- _Dataset excerpts_

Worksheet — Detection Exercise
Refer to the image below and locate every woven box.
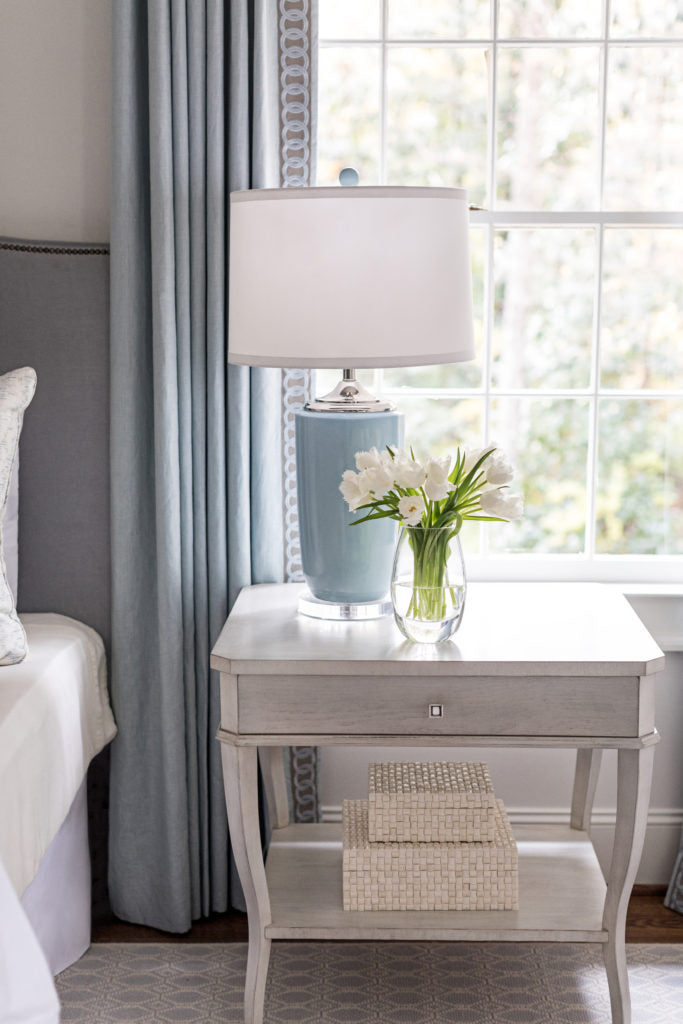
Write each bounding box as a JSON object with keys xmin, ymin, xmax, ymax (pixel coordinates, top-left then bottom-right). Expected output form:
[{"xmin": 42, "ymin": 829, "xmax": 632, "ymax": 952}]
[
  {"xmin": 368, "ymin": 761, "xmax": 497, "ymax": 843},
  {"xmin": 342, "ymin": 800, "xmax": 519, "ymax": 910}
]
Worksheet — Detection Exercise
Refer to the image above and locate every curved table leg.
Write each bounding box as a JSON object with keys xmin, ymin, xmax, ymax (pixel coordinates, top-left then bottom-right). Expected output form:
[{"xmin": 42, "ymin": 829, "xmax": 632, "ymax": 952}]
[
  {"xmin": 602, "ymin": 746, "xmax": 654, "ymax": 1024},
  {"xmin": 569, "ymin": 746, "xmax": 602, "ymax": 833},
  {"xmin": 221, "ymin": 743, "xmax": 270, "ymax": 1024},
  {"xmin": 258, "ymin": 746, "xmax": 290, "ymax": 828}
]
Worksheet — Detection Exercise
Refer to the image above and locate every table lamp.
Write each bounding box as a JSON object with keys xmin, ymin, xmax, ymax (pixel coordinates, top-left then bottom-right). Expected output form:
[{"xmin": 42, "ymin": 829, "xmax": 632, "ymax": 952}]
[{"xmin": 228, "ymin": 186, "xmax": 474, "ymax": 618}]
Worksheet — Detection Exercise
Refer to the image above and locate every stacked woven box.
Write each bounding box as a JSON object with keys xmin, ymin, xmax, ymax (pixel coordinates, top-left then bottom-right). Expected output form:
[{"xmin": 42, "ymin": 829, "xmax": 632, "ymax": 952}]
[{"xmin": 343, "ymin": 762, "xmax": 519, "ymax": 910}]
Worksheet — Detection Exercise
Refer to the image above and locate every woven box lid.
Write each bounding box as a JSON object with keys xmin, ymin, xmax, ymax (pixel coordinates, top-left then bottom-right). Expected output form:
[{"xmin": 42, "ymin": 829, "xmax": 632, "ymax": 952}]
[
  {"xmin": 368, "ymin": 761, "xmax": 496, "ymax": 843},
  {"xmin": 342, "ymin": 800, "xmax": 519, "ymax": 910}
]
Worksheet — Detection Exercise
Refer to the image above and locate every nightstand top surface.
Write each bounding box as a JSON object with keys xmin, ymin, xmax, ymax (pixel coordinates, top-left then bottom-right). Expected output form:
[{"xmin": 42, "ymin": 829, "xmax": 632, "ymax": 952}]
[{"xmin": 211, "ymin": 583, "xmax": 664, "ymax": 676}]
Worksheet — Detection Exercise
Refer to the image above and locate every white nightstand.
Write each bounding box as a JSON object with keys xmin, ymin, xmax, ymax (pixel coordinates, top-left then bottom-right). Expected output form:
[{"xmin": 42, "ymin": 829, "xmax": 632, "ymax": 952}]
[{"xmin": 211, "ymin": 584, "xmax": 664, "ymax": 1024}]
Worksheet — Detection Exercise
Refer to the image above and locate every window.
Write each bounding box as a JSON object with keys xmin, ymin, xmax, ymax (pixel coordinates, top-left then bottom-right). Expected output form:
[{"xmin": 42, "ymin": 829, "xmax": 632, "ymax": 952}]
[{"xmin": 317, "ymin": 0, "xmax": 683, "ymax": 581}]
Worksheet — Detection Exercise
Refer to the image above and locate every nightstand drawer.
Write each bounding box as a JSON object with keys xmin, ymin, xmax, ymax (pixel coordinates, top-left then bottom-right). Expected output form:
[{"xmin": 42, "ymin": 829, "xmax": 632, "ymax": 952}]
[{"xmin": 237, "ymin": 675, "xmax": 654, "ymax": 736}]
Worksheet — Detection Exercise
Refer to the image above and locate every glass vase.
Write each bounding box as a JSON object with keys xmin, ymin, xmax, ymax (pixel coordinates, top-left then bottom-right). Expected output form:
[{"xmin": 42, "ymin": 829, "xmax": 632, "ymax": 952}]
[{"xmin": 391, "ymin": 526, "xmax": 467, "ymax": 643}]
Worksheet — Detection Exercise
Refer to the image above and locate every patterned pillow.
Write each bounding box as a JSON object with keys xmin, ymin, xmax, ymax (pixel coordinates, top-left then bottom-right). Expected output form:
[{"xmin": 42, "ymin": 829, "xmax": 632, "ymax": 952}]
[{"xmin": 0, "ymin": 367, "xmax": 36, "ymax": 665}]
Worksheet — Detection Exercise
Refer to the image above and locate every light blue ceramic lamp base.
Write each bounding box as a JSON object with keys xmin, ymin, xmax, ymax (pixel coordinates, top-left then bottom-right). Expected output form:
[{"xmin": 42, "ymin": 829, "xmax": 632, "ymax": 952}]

- _Stated goal_
Give all the entries again exactly, dropping each picture.

- _Answer to the problem_
Worksheet — Detection Exercise
Refer to the image below and locate every woven box.
Write each bounding box as a JSON object with keys xmin, ymin, xmax, ymax (pixel coordinates, top-left then bottom-right). Expected output form:
[{"xmin": 42, "ymin": 829, "xmax": 632, "ymax": 952}]
[
  {"xmin": 368, "ymin": 761, "xmax": 497, "ymax": 843},
  {"xmin": 342, "ymin": 800, "xmax": 519, "ymax": 910}
]
Worksheet — Detection Exercise
Refer to the image above and locate every curved table leg.
Write each bounding box as a JSON object with keys xmin, ymin, xmax, ymax (pixel coordinates, top-left then bottom-right). Expected output form:
[{"xmin": 42, "ymin": 829, "xmax": 632, "ymax": 952}]
[
  {"xmin": 602, "ymin": 746, "xmax": 654, "ymax": 1024},
  {"xmin": 569, "ymin": 746, "xmax": 602, "ymax": 833},
  {"xmin": 221, "ymin": 743, "xmax": 270, "ymax": 1024},
  {"xmin": 258, "ymin": 746, "xmax": 290, "ymax": 828}
]
Worksheet — Detection Exercise
Refer to the image above and locate every table lamp.
Write each bounding box as a JSON object with keys xmin, ymin, xmax, ymax (pixel coordinates, top-left then bottom-right). Expected output form:
[{"xmin": 42, "ymin": 829, "xmax": 632, "ymax": 952}]
[{"xmin": 228, "ymin": 186, "xmax": 474, "ymax": 618}]
Worksheet — Detection Exercise
Refer to the image above and locate every stacked woven box.
Write each bounding box as a JSON object with keys xmin, ymin, xmax, ymax (pixel coordinates, top-left then bottom-right). Expected output form:
[{"xmin": 42, "ymin": 829, "xmax": 632, "ymax": 952}]
[{"xmin": 343, "ymin": 762, "xmax": 519, "ymax": 910}]
Worksheet — Detection Exercise
Refer to the image above and locate every woven box lid.
Write each bounding box as a JSON object with keys xmin, ymin, xmax, ymax (pixel coordinates, top-left then bottom-right). Expected output form:
[{"xmin": 42, "ymin": 829, "xmax": 632, "ymax": 952}]
[
  {"xmin": 368, "ymin": 761, "xmax": 496, "ymax": 843},
  {"xmin": 342, "ymin": 800, "xmax": 519, "ymax": 910}
]
Worksheet — Detection Exercise
Refer to the image above and locate every nightstand top surface.
Write each bounding box as a JSON object with keys xmin, ymin, xmax, ymax (pixel coordinates, top-left then bottom-right). Expected output form:
[{"xmin": 42, "ymin": 829, "xmax": 632, "ymax": 952}]
[{"xmin": 211, "ymin": 583, "xmax": 664, "ymax": 676}]
Worksheet — Detection Exercise
Refer to the image above and locate every white nightstand.
Write each bounding box as a JSON object with keys xmin, ymin, xmax, ymax (pixel coordinates, top-left then bottom-right). Expected output form:
[{"xmin": 42, "ymin": 829, "xmax": 632, "ymax": 952}]
[{"xmin": 211, "ymin": 584, "xmax": 664, "ymax": 1024}]
Worksheet — Detection Exercise
Refer to the image above and locate every window.
Write each bounding box as a JSON object with keys xmin, ymin, xmax, ymax (pixel coordinates, top-left then bottom-right). Expected output form:
[{"xmin": 42, "ymin": 829, "xmax": 632, "ymax": 952}]
[{"xmin": 317, "ymin": 0, "xmax": 683, "ymax": 581}]
Worksheet — Detection Exercise
Refer to the image above and locate every nightstand drawer.
Write each bounding box as a JSON object with keys xmin, ymin, xmax, ymax (pixel coordinates, top-left then bottom-right). Expected output form:
[{"xmin": 42, "ymin": 829, "xmax": 632, "ymax": 952}]
[{"xmin": 237, "ymin": 675, "xmax": 654, "ymax": 736}]
Worksheet — Detection Exercise
Refer to the image above and locate every glass vase.
Write each bounding box as a JSON object with keys xmin, ymin, xmax, ymax (pixel coordinates, top-left then bottom-right). Expected output form:
[{"xmin": 42, "ymin": 829, "xmax": 632, "ymax": 952}]
[{"xmin": 391, "ymin": 526, "xmax": 467, "ymax": 643}]
Worksheet — Detection Exercise
Refer to the image above and locate every patterned pillow.
Write each bounding box as a JSON object with keys xmin, ymin, xmax, ymax (pixel coordinates, top-left then bottom-right). Expected output form:
[{"xmin": 42, "ymin": 829, "xmax": 632, "ymax": 952}]
[{"xmin": 0, "ymin": 367, "xmax": 36, "ymax": 665}]
Worksheet — Detection Exercise
Refer to the image above and locate every light blue ceramic lamp base.
Write each bounding box as a JSON object with keys xmin, ymin, xmax, ymax (pixel coordinates, top-left then bottom-right). Expected output form:
[{"xmin": 42, "ymin": 829, "xmax": 632, "ymax": 952}]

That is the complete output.